### Passage for review
So, these days, everybody professes the desire to be an ethical consumer (well, everybody I know, but I live in Seattle). The way to put this into action, they believe, is to buy fair trade. And while I am not opposed to fair trade, it seems to me that in the case of chocolate, we have forgotten that it is only the most recent attempt in a long history of industrial ethics. For chocolate makers - the big ones, anyway - have always been concerned with making life good for people, beyond selling them a candy bar.
The big news this week is that US food giant Kraft made a bid to take over Cadbury company in Britain. Kraft’s $16.7 billion offer was rejected by Cadbury’s board; now it seems that US-based Hershey has the money to bid for its British rival as well.
Now, frankly, if I were the British consuming public, my biggest fear at this potential takeover would be of a dystopic future world in which all Cadbury chocolate tasted like a Hershey bar. (Look, I don’t hate Hershey. But, as everybody knows, all non-Americans think it tastes like puke.) So far, however, no one has expressed this fear.
Rather, the most compelling story I have seen is a video about what will happen to Bournville, the model town built by Cadbury’s Quaker founders, when scary, unethical foreigners come to take over. For the Cadbury family were an ethically minded, god-fearing lot who wanted to spread the love of not only chocolate, but of a healthier, happier, moral life.
This is the part of industry history that has been forgotten. The Cadburys were no doubt in business to make money; the profit motive was there, and this meant the usual ethical degradation when it came to certain safety and sourcing standards.

### Work order 1
Name every company mentioned in the passage on chocolate makers and ethics.
### Work order 2
Answer these questions using the passage on chocolate makers and ethics:
(a) In what city does the writer live?
(b) How much did Kraft offer for Cadbury?
(c) Who built the model town of Bournville?
### Work order 3
Reproduce the part of the passage on chocolate makers and ethics that starts at "Now, frankly, if" and ends at "happier, moral life.".
The listing comes from a separate, unrelated source.

### Information supplied
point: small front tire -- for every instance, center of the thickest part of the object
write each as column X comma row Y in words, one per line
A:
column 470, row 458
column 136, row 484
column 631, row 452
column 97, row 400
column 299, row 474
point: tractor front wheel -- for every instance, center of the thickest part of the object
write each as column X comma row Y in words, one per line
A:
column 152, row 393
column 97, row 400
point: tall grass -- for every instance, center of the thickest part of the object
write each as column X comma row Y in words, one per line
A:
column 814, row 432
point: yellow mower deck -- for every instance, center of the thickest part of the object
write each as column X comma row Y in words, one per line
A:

### Task output 1
Kraft, Cadbury, Hershey

### Task output 2
(a) Seattle
(b) $16.7 billion
(c) Cadbury's Quaker founders

### Task output 3
Now, frankly, if I were the British consuming public, my biggest fear at this potential takeover would be of a dystopic future world in which all Cadbury chocolate tasted like a Hershey bar. (Look, I don’t hate Hershey. But, as everybody knows, all non-Americans think it tastes like puke.) So far, however, no one has expressed this fear.
Rather, the most compelling story I have seen is a video about what will happen to Bournville, the model town built by Cadbury’s Quaker founders, when scary, unethical foreigners come to take over. For the Cadbury family were an ethically minded, god-fearing lot who wanted to spread the love of not only chocolate, but of a healthier, happier, moral life.